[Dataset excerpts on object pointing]
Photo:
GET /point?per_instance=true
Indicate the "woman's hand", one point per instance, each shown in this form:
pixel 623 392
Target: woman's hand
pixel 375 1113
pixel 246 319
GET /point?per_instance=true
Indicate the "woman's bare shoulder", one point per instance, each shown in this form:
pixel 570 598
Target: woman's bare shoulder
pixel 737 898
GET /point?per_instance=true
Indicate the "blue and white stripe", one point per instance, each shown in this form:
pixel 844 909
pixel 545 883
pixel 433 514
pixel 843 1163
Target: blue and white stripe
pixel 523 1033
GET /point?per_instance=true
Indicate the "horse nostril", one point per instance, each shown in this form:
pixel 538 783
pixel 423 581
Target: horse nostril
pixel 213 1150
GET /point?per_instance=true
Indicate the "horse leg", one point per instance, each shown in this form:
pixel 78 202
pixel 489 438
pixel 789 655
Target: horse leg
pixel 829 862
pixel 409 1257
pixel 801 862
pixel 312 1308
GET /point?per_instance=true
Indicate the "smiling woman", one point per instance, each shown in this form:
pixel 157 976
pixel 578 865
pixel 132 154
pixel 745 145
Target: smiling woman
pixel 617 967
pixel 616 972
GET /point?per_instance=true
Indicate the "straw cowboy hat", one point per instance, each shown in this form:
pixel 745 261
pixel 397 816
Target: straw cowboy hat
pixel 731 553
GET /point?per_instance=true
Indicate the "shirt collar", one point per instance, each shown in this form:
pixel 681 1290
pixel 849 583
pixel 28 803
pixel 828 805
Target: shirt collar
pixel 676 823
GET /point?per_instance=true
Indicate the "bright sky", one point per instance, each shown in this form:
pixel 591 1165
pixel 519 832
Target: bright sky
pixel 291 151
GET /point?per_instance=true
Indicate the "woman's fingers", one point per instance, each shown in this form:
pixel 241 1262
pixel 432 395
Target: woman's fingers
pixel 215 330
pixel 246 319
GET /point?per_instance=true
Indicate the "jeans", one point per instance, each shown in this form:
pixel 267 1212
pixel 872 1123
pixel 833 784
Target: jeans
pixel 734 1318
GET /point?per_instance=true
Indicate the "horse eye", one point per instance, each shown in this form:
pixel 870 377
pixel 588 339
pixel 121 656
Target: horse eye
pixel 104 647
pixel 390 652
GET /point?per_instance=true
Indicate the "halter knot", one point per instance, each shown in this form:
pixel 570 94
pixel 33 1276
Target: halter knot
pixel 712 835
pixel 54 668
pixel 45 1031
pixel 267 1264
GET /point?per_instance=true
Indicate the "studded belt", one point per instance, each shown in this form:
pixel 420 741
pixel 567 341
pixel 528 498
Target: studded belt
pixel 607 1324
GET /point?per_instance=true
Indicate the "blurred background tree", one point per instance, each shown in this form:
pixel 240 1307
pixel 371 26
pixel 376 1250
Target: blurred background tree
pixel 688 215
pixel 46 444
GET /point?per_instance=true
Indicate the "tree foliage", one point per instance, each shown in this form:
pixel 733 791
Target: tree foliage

_Work to be completed_
Can you copy every line of the records above without changing anything?

_Result_
Photo:
GET /point?per_instance=true
Indicate the "woman's hand", one point per instance, each shown in this form:
pixel 623 392
Target: woman's hand
pixel 375 1113
pixel 246 319
GET /point?per_instance=true
Indicate the "woman's bare shoulder", one point per instance, each shown in this form:
pixel 570 598
Target: woman's bare shoulder
pixel 737 898
GET /point?per_instance=true
Indicate the "blue and white stripe", one point per instance, each shown in this form:
pixel 844 909
pixel 545 883
pixel 433 514
pixel 843 1163
Target: blue and white stripe
pixel 523 1033
GET /point?per_instance=true
Indicate the "horse nostril", one point per instance, each shown in this form:
pixel 538 783
pixel 423 581
Target: horse nostril
pixel 213 1150
GET /point?per_instance=true
Indicate the "horse leg", one point per instance, each shown in this form:
pixel 78 202
pixel 489 438
pixel 789 655
Target: horse leg
pixel 829 862
pixel 409 1257
pixel 801 862
pixel 312 1308
GET /point?per_instance=true
Indicate the "smiling woman", one point per instance, each shown in this form:
pixel 157 976
pixel 578 865
pixel 132 154
pixel 745 145
Target: smiling woman
pixel 617 967
pixel 616 972
GET /point?per_instance=true
Indicate the "straw cowboy hat", one point per instance, each shown in this form:
pixel 745 261
pixel 397 816
Target: straw cowboy hat
pixel 731 553
GET /point?per_instance=true
Indicate the "shirt collar", one point per instance, each shown in this form:
pixel 681 1290
pixel 849 583
pixel 28 803
pixel 828 805
Target: shirt collar
pixel 676 823
GET /point?per_instance=true
Indicate the "bright sky", one point per instance, each shown in this form:
pixel 591 1165
pixel 519 832
Target: bright sky
pixel 291 151
GET /point?per_instance=true
Indicate the "woman's fingers", one point per instance, each shown in this form:
pixel 241 1262
pixel 432 395
Target: woman's fingers
pixel 215 330
pixel 246 319
GET /point?per_instance=true
Indicate the "jeans", one point per instance, each shown in this form:
pixel 267 1212
pixel 872 1123
pixel 833 784
Target: jeans
pixel 734 1318
GET /point?per_instance=true
Indicate the "horse eye", one point per instance, each shown in this form:
pixel 870 377
pixel 588 339
pixel 121 656
Target: horse eye
pixel 104 647
pixel 390 652
GET /point?per_instance=true
Indicate the "halter knot", one point per instance, each shown in this form:
pixel 570 94
pixel 33 1276
Target: halter knot
pixel 712 835
pixel 54 668
pixel 45 1031
pixel 267 1264
GET /point?per_instance=true
Indicate the "studded belt", one point per instance, each shown in this form:
pixel 420 741
pixel 567 341
pixel 528 498
Target: studded belt
pixel 607 1324
GET /point?per_instance=true
Indicate the "blurred background tree", one point per instance, each shown in this form:
pixel 240 1307
pixel 371 26
pixel 376 1250
Target: blurred background tree
pixel 688 215
pixel 46 444
GET /point?per_instance=true
Indicate the "tree foliage", one point per instance, each shown in this form:
pixel 733 791
Target: tree foliage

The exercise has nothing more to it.